DIRECTIONS FOR THIS TASK:
Pictures are to be omitted, and every entry below is to be restated exactly.

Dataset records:

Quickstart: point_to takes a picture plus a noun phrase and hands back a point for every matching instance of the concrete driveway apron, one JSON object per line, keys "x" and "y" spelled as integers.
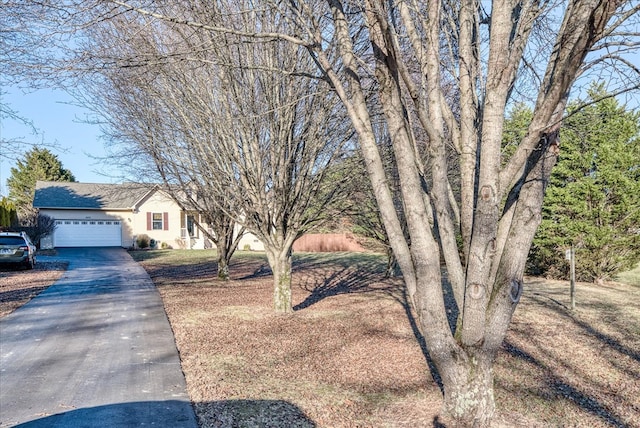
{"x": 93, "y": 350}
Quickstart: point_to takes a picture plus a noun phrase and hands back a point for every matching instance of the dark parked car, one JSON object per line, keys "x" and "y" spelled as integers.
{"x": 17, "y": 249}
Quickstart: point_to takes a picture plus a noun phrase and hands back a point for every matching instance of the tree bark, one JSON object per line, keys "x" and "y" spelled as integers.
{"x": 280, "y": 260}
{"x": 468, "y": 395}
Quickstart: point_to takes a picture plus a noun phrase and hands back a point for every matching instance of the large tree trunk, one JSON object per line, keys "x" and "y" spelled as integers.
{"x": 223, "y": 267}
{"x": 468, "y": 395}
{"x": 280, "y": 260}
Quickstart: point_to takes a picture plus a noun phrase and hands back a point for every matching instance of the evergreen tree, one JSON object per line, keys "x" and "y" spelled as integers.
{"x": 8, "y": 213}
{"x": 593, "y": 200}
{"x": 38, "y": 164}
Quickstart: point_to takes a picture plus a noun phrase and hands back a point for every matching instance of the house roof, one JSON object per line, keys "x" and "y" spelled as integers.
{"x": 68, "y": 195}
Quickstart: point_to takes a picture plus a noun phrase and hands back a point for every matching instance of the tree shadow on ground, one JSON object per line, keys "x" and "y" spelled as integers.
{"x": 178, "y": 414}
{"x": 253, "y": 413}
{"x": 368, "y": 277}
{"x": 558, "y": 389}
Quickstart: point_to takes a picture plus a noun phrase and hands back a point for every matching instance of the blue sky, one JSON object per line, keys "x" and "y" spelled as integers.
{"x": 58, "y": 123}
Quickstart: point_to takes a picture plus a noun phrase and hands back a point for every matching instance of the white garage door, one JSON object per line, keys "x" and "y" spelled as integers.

RESPONSE:
Quickstart: point_to takes a picture plus a noun phrase and hands back a point for every matching instance of the concrete driveway apron, one JSON object per line, keys "x" and "y" spelled as integers.
{"x": 93, "y": 350}
Quickstart: point_to takes a picture plus a noun phrase and hands back a point for every matching instance of the dark parked car, one JSON object per line, keys "x" and "y" spelled as integers.
{"x": 17, "y": 249}
Quickstart: point_to takes a picture plus a noun phrase and hands back a point for every matching instance of the tree bark, one JSON object per line, keys "x" and "y" spelled as integers.
{"x": 280, "y": 260}
{"x": 468, "y": 395}
Quickstart: point_to takes a picture plus a noun phrase and hands back a point for every matching instance of the large tree trunk, one JSON object per line, keys "x" and "y" spelled as integers.
{"x": 223, "y": 267}
{"x": 468, "y": 395}
{"x": 280, "y": 260}
Quickstart: point_to takes a picture plus a noun phrase and hands back a point for every matching instance of the evergreen tree, one JSON object per line, keys "x" and "y" spelled as integers.
{"x": 8, "y": 213}
{"x": 593, "y": 200}
{"x": 38, "y": 164}
Quickstart: point_to takes a picture plus a noun phrase and hands back a point for every matching instance of the house roof, one JSON object per line, keys "x" and "y" spelled as integers.
{"x": 68, "y": 195}
Quickstart: point_to takes a picture plus a noun phrase and hands back a point for every matching instance of the tree shadow on ground, one JSON object per line, keys "x" and "y" spelled as integers.
{"x": 178, "y": 414}
{"x": 253, "y": 413}
{"x": 368, "y": 277}
{"x": 558, "y": 389}
Quickstart: point_to takes a picture plus a noun phrase and hands back a point for every matching instance of the blue sky, one JSON object per line, keys "x" and "y" spelled as integers.
{"x": 58, "y": 123}
Quickstart: point_to takes a picture plus a noun phrase and hands back a point for every matching instance of the white garage door, one JSON object per line, keys "x" and "y" spelled as integers.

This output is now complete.